-- What to produce --
Please repeat the data below line for line, with no changes, and leave the pictures out of your answer.

== Data lines

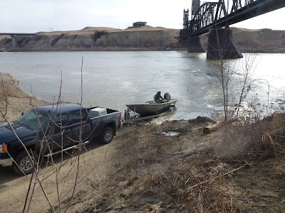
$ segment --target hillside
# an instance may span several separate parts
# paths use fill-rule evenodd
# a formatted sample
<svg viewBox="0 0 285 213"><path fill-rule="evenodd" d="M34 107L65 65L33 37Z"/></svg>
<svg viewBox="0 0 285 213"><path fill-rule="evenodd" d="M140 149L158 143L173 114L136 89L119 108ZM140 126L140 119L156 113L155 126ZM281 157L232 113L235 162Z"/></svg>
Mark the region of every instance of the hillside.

====

-- Complete output --
$ segment --target hillside
# an instance may span several separate parts
# paths use fill-rule evenodd
# a formatted sample
<svg viewBox="0 0 285 213"><path fill-rule="evenodd" d="M34 107L65 65L33 37Z"/></svg>
<svg viewBox="0 0 285 213"><path fill-rule="evenodd" d="M140 149L158 143L173 114L136 89L119 108ZM140 126L140 119L156 113L155 126ZM281 157L232 113L235 162Z"/></svg>
Mark the region of every instance of the hillside.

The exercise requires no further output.